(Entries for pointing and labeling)

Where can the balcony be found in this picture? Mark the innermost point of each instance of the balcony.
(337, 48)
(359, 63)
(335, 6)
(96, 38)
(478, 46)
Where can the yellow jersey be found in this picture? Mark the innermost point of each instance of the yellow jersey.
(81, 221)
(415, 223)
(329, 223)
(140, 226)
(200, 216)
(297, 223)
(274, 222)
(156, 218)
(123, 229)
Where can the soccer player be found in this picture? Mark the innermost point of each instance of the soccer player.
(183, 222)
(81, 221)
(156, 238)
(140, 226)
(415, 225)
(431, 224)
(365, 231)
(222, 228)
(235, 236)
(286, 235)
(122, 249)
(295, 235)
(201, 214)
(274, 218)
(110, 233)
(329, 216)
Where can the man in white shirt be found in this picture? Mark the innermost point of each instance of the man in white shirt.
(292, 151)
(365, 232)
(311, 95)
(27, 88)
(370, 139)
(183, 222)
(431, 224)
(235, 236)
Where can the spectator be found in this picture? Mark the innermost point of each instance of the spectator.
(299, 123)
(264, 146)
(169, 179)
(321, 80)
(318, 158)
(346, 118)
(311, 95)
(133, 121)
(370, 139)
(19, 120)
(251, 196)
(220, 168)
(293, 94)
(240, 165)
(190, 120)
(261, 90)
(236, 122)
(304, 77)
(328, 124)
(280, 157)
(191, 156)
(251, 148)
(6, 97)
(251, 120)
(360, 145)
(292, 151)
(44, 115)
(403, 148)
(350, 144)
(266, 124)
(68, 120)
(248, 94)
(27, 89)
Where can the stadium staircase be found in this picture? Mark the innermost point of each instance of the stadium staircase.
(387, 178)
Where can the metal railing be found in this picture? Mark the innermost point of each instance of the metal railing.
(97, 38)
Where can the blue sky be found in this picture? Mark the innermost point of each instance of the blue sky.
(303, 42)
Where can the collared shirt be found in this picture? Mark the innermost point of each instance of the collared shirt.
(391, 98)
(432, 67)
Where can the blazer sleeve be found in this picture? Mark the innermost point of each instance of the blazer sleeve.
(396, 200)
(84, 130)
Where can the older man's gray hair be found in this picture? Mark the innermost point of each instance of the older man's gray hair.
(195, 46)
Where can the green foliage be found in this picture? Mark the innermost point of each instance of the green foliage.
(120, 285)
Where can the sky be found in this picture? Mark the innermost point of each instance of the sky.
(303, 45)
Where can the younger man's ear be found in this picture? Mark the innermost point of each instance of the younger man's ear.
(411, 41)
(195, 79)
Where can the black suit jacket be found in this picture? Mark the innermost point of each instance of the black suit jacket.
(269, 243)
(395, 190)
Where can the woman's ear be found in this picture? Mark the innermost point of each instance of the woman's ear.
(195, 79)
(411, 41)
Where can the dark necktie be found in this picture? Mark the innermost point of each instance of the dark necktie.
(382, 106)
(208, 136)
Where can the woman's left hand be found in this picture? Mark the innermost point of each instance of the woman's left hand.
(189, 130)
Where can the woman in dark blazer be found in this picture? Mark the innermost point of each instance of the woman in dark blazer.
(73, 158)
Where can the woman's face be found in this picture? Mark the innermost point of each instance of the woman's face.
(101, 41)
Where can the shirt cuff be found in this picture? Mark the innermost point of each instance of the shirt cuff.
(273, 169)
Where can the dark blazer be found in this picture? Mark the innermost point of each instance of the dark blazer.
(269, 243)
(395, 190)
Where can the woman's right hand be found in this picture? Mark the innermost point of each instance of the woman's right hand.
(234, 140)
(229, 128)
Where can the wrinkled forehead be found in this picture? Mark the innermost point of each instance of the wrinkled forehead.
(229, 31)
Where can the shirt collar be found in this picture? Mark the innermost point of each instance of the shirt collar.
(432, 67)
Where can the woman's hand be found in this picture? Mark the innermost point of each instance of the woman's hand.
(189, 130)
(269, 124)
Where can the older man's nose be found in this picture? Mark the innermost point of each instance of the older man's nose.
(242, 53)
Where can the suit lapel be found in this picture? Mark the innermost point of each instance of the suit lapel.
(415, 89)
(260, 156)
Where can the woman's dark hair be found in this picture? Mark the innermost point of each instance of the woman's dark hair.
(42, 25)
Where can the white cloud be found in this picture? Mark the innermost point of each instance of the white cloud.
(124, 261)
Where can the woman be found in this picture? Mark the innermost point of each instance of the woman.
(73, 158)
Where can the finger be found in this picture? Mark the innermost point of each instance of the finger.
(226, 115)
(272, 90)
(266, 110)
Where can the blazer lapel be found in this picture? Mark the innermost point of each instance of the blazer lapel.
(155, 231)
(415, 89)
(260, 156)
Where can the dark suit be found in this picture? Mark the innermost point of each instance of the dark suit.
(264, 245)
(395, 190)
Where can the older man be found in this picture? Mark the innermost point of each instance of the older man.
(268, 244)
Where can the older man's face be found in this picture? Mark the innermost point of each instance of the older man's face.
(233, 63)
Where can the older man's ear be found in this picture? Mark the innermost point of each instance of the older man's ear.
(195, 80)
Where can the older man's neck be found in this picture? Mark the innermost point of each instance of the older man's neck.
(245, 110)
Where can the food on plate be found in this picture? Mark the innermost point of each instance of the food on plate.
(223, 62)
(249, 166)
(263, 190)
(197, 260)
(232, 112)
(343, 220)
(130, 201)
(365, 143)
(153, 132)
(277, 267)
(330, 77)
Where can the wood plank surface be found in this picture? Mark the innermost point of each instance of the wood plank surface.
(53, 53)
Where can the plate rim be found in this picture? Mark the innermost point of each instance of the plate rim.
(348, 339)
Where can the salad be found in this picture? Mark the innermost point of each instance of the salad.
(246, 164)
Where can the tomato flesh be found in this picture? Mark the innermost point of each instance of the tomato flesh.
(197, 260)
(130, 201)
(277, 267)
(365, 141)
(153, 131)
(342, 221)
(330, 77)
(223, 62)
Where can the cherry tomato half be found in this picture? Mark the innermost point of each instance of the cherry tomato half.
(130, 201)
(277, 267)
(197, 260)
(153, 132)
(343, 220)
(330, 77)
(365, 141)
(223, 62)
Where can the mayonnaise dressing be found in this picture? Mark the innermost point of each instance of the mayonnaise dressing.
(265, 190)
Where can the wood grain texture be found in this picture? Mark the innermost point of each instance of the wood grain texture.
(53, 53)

- _PROBLEM REQUIREMENTS_: Please write out all of the material above line for line, keeping every word and number unchanged.

- _FINISHED ANSWER_:
Where can the balcony be found in this picture? Mark the innermost point of each instance of the balcony.
(337, 48)
(359, 63)
(335, 6)
(96, 38)
(478, 46)
Where can the yellow jersey be found in this picture? Mark the innermost point of each instance of the yellow jersey.
(81, 221)
(415, 223)
(329, 223)
(140, 226)
(200, 216)
(297, 223)
(274, 222)
(156, 218)
(123, 229)
Where can the soccer player be found in this picture? Mark the innermost point of each instance of the soccer player.
(183, 222)
(81, 221)
(156, 238)
(140, 226)
(415, 225)
(431, 224)
(365, 231)
(222, 228)
(235, 236)
(286, 235)
(122, 249)
(295, 235)
(201, 214)
(274, 218)
(110, 233)
(329, 216)
Where can the man in white shirt be found in this picture? Mark the innermost point of each instance of the man in white shirt.
(292, 151)
(365, 232)
(311, 95)
(27, 88)
(370, 139)
(183, 222)
(431, 224)
(235, 236)
Where can the spectator be found in this picture? Mark the innermost point of each instance of the spectator.
(299, 123)
(264, 146)
(169, 179)
(321, 80)
(318, 158)
(346, 118)
(311, 95)
(133, 121)
(370, 139)
(19, 120)
(251, 196)
(220, 168)
(293, 94)
(240, 165)
(190, 120)
(261, 90)
(236, 122)
(304, 77)
(328, 124)
(280, 157)
(191, 156)
(251, 148)
(6, 97)
(251, 120)
(360, 145)
(292, 151)
(44, 115)
(403, 148)
(350, 144)
(266, 124)
(68, 120)
(248, 94)
(27, 89)
Where can the stadium staircase be found in this picture? Mark the innermost point of each instance of the stadium staircase.
(387, 178)
Where can the metal railing be found in this picture? Mark the innermost point of each instance of the metal railing.
(97, 38)
Where can the blue sky be found in this picture? Mark the innermost point of each instance of the blue sky.
(303, 42)
Where can the collared shirt be found in this picture? Mark the innermost point of each instance of the collared shirt.
(391, 98)
(432, 67)
Where can the blazer sleeve be found in this picture? Mark the innermost point of each instance of the blazer sleeve.
(396, 200)
(84, 130)
Where can the older man's gray hair be found in this picture? Mark the innermost point of each instance of the older man's gray hair.
(195, 46)
Where can the green foliage be found in this picture? Mark the innermost point of each instance of the green foliage.
(120, 285)
Where can the sky be found in this picture? Mark the innermost point of each instance of the sky.
(303, 45)
Where can the younger man's ear be found in this picture? Mark the innermost point of each instance of the younger man's ear.
(411, 41)
(195, 79)
Where can the black suit jacket be found in this picture? Mark the innermost point of each instance of the black suit jacket.
(269, 243)
(395, 190)
Where can the woman's ear be found in this picture? Mark the innermost point of each instance of the woman's ear.
(195, 79)
(411, 41)
Where can the dark necktie be found in this picture? Mark the innermost point of each instance of the dark necktie.
(382, 106)
(208, 136)
Where can the woman's left hand be found in this picture? Mark the innermost point of each instance of the woman's left hand.
(189, 130)
Where can the woman in dark blazer be found in this picture? Mark the innermost point of each instance of the woman in dark blazer.
(73, 158)
Where can the woman's face be found in this picture? Mark the innermost point of each instance of the woman's face.
(101, 41)
Where can the shirt cuff be found in this picture? Mark the innermost point of each instance of the shirt cuff.
(273, 169)
Where can the dark blazer be found in this picture? Mark the innermost point of each instance of the dark blazer.
(269, 243)
(395, 190)
Where can the woman's right hand be found in this picture? Mark the innermost point of each instance of the woman's right hand.
(234, 140)
(229, 128)
Where can the wrinkled forehead be found in this picture? Mark the innermost point of each instance of the wrinkled forehead.
(229, 31)
Where can the shirt collar be found in this picture? Mark the innermost point of each instance of the shirt collar.
(432, 67)
Where can the woman's hand be found in this picture? Mark the innermost point of each instance of the woman's hand.
(189, 130)
(269, 124)
Where can the older man's nose be found in this picture? Mark the innermost point of each instance of the older man's nose.
(242, 53)
Where can the suit lapel be found in this picture? Mark the innermost point of each instance of the suit lapel.
(415, 89)
(260, 156)
Where can the woman's dark hair be found in this picture? Mark the innermost point of each instance of the woman's dark hair.
(42, 25)
Where can the white cloud be found in this picture? Mark the innermost point of each instance of the white cloud.
(124, 261)
Where can the woman be found in this picture? Mark the innermost point of each instance of the woman.
(73, 158)
Where can the finger be found in this picture? Mark the innermost point of each instance of the finger.
(226, 115)
(272, 90)
(266, 110)
Where can the blazer lapel be found in this picture? Mark the innermost point of each instance of the blazer lapel.
(155, 231)
(415, 89)
(260, 156)
Where can the dark suit be found in this picture? Mark the innermost point of each instance of the dark suit.
(264, 245)
(395, 190)
Where can the older man be found in this picture? Mark the innermost point of each instance of the older man.
(268, 244)
Where can the older man's face be found in this picture? Mark the innermost point of each instance of the older man's face.
(233, 63)
Where can the older man's ear be found in this picture? Mark the innermost point of each instance of the older man's ear.
(195, 80)
Where can the older man's neck be found in this picture? Mark the innermost point of each instance of the older man's neck.
(245, 110)
Where can the food on plate be found in this picture? Mark the innermost point of each instance of the food on plate.
(223, 62)
(249, 166)
(263, 190)
(197, 260)
(232, 112)
(343, 220)
(130, 201)
(365, 143)
(153, 132)
(277, 267)
(330, 77)
Where can the wood plank surface be found in this picture? Mark the innermost point of each instance of the wood plank surface.
(53, 53)
Where can the plate rim be found in this picture? Mark the innermost point of each instance of the plate rim.
(348, 339)
Where can the salad be found in this picture? Mark the innermost point of each instance of the salad.
(246, 164)
Where can the tomato flesh be found in this picture? Mark the innermost point of each instance of the tomato flesh.
(197, 260)
(130, 201)
(277, 267)
(365, 141)
(153, 131)
(342, 221)
(330, 77)
(223, 62)
Where can the cherry tomato half be found in this picture? Mark the innermost point of each instance of the cherry tomato half.
(130, 201)
(277, 267)
(197, 260)
(153, 132)
(343, 220)
(330, 77)
(365, 141)
(223, 62)
Where can the mayonnaise dressing be found in this picture? Mark the innermost point of each instance of the mayonnaise dressing.
(265, 190)
Where can the wood grain texture be found in this picture? Mark the innermost point of each instance of the wood grain texture.
(53, 53)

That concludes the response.